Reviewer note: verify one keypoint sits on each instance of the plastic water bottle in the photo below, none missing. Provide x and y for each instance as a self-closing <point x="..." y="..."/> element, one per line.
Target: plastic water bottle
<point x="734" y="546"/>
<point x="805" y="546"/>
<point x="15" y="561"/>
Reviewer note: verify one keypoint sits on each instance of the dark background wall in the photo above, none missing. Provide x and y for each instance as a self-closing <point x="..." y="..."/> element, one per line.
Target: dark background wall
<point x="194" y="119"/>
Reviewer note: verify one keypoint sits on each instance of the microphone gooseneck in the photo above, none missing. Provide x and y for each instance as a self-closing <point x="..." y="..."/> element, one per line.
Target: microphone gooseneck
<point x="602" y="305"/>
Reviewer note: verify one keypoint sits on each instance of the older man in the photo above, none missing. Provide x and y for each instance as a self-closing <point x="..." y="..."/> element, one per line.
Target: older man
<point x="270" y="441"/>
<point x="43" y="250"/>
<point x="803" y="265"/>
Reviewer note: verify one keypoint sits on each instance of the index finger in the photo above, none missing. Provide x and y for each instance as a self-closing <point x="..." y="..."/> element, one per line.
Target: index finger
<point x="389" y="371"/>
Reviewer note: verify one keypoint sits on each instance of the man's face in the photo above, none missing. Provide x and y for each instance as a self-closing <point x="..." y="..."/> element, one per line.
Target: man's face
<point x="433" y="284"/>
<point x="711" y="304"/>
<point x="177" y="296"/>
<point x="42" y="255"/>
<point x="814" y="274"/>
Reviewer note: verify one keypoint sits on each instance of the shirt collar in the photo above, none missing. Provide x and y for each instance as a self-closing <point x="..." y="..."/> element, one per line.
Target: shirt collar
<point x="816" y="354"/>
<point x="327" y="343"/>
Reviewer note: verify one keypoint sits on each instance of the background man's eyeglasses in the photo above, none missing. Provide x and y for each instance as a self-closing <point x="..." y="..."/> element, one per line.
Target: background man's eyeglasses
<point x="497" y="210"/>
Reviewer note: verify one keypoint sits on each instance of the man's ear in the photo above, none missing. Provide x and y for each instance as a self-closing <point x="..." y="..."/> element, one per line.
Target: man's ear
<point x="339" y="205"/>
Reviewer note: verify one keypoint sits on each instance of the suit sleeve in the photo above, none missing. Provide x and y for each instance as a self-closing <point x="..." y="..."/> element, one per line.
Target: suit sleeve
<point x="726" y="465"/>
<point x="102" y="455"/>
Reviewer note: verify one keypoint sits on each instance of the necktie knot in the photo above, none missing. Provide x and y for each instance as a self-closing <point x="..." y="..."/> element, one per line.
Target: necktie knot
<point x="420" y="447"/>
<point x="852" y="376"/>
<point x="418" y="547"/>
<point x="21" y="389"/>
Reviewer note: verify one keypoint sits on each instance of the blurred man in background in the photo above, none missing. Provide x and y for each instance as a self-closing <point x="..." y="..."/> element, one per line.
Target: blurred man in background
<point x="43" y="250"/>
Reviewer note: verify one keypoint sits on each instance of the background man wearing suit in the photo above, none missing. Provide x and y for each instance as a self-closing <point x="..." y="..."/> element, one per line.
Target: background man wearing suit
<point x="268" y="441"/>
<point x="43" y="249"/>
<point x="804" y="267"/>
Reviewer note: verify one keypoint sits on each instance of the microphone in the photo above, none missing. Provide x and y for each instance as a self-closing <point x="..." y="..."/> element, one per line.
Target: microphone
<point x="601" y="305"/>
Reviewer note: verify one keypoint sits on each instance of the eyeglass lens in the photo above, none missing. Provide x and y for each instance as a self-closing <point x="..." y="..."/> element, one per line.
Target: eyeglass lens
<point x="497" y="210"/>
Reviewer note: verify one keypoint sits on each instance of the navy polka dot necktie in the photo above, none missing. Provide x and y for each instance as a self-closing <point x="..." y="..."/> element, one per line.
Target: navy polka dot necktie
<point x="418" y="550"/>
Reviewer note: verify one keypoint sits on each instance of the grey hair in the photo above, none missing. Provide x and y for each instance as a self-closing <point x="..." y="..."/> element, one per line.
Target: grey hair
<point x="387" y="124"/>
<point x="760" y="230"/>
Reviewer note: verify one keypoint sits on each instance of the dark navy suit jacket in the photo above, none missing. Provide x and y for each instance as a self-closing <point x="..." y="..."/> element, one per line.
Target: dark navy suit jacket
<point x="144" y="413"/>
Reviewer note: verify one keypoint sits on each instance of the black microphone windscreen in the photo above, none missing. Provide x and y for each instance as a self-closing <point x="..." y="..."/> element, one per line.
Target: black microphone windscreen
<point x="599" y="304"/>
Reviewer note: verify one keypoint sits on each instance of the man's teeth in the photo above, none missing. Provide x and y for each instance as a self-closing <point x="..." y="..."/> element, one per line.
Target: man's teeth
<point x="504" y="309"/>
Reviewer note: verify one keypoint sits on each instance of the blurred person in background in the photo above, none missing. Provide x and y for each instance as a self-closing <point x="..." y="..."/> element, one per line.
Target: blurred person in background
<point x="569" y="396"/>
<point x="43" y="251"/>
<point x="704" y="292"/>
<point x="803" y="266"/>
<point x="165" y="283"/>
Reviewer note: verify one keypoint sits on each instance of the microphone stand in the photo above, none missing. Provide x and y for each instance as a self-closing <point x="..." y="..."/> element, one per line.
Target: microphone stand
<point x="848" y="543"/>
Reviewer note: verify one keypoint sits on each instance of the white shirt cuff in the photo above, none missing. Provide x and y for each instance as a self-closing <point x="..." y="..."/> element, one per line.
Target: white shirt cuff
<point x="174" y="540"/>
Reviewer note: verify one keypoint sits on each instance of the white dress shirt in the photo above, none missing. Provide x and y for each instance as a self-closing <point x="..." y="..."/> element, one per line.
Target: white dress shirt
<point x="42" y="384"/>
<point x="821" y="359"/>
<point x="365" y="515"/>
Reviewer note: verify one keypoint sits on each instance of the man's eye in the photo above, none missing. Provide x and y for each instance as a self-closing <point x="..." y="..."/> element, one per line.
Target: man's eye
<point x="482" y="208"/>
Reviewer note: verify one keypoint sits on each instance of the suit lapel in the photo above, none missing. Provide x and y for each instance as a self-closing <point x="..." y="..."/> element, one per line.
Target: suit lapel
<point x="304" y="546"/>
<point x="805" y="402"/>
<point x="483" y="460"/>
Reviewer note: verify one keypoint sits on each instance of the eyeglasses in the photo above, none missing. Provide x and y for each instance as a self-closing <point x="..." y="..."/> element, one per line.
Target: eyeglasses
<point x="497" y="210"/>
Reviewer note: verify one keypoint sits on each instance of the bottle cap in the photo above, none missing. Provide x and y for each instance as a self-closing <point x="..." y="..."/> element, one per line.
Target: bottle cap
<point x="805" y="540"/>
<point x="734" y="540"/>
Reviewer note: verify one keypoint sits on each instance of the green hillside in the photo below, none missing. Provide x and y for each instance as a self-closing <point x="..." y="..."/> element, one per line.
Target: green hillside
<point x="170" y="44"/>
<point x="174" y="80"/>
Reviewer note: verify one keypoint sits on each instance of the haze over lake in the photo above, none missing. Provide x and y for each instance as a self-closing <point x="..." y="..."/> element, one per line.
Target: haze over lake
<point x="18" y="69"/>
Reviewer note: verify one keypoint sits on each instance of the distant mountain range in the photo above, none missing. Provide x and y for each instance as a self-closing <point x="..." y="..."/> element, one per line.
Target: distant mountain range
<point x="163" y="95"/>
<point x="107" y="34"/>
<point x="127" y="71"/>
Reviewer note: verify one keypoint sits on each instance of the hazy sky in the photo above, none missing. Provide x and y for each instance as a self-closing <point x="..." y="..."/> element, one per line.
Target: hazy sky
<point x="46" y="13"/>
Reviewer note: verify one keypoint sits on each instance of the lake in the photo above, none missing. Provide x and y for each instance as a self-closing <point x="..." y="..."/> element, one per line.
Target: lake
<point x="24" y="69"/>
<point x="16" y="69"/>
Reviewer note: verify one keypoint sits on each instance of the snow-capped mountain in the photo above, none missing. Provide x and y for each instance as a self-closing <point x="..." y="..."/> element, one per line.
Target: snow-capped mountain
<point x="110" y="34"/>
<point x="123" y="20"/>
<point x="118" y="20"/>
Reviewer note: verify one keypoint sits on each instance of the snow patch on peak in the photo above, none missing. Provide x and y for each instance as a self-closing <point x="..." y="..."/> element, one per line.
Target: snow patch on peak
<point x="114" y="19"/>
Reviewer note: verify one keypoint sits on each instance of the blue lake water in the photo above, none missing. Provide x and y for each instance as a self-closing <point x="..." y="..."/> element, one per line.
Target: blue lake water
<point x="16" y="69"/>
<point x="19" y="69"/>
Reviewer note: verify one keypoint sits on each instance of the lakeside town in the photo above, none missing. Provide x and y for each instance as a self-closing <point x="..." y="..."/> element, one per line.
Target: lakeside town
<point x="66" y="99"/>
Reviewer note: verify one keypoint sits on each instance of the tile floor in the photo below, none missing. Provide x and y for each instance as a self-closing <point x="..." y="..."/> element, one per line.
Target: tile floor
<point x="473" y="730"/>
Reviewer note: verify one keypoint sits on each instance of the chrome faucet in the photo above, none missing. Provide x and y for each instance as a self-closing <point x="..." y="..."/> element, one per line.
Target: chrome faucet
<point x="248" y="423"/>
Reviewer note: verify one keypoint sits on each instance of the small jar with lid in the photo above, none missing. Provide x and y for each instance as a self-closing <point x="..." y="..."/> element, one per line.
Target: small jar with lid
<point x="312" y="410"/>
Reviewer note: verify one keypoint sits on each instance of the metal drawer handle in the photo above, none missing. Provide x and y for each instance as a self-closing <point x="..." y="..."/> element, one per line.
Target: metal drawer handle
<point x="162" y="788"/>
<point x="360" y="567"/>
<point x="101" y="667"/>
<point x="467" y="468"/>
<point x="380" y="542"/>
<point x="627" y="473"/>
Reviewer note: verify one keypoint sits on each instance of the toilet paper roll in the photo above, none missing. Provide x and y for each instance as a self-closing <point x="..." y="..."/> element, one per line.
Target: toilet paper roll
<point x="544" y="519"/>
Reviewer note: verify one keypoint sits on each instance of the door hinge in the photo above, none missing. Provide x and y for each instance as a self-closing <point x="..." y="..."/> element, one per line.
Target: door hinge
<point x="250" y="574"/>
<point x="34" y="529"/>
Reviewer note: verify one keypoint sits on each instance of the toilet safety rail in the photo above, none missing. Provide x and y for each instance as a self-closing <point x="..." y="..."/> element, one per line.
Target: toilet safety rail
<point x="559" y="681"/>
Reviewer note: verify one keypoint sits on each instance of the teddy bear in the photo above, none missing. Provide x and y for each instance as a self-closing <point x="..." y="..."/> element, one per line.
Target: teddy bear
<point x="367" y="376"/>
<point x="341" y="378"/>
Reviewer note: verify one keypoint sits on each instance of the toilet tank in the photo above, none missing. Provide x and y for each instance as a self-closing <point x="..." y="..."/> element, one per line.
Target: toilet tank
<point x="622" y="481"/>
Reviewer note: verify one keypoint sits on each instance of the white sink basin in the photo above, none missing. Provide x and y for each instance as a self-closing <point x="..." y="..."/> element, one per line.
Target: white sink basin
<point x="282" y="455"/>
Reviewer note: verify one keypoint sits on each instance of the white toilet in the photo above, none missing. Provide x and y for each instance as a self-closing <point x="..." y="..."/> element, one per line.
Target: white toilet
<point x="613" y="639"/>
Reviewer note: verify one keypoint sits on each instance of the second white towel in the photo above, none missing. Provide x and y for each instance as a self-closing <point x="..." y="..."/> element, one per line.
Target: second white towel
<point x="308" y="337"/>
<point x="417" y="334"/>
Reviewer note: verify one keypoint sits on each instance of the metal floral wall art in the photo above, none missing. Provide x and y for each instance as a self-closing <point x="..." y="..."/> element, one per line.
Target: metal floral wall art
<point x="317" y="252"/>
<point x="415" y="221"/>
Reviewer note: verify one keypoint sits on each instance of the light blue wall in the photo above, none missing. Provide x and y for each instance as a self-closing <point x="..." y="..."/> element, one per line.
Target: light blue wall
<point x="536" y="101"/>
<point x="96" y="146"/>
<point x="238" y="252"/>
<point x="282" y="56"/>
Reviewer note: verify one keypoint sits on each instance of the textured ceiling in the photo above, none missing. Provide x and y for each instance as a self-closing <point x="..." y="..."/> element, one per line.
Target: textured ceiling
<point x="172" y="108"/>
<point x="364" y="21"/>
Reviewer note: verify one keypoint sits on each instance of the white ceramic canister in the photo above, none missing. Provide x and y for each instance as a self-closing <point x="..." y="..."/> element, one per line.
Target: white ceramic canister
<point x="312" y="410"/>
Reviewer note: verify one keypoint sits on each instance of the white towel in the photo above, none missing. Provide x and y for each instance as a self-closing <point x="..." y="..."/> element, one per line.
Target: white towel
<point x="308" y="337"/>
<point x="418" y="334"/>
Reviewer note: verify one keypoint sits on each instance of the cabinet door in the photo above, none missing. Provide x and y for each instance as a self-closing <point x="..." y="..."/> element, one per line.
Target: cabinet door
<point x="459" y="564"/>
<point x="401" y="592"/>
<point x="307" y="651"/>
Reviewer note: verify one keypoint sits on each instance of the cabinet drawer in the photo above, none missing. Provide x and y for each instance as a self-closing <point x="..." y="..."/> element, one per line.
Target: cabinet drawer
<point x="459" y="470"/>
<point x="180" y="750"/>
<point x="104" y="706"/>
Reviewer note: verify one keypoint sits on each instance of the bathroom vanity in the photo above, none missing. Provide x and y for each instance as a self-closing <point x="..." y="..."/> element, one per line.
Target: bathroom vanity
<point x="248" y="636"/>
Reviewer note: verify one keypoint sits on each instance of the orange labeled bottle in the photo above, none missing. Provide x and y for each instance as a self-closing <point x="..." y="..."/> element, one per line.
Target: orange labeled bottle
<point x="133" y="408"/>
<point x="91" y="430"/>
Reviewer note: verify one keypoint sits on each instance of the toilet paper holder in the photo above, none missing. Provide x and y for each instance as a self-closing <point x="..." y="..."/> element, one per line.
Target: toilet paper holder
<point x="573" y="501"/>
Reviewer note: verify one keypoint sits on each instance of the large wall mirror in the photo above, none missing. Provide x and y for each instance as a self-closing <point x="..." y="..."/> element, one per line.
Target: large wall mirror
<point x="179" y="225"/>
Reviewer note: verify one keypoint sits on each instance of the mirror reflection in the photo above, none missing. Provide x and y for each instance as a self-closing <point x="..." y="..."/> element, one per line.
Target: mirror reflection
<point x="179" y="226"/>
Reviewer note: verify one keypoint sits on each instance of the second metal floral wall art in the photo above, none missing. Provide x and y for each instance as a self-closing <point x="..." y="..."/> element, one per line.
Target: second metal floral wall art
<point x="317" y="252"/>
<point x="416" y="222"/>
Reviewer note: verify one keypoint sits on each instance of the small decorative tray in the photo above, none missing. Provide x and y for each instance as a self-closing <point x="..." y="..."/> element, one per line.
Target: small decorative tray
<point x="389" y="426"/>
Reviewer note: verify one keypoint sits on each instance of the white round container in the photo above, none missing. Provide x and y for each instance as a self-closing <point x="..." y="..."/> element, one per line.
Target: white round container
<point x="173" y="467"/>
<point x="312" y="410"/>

▸ To do:
Give back only the lines between the one holding "of the door" and the one holding "Target: door hinge", inclusive, with "hinge" renamed to "latch" and all else left unchanged.

▸ Answer for this exercise:
Reviewer note: verify one keypoint sits on each instance of the door latch in the photo above, none missing. Provide x and y for each instance as a self-closing <point x="..." y="..."/> element, one per line.
Target: door latch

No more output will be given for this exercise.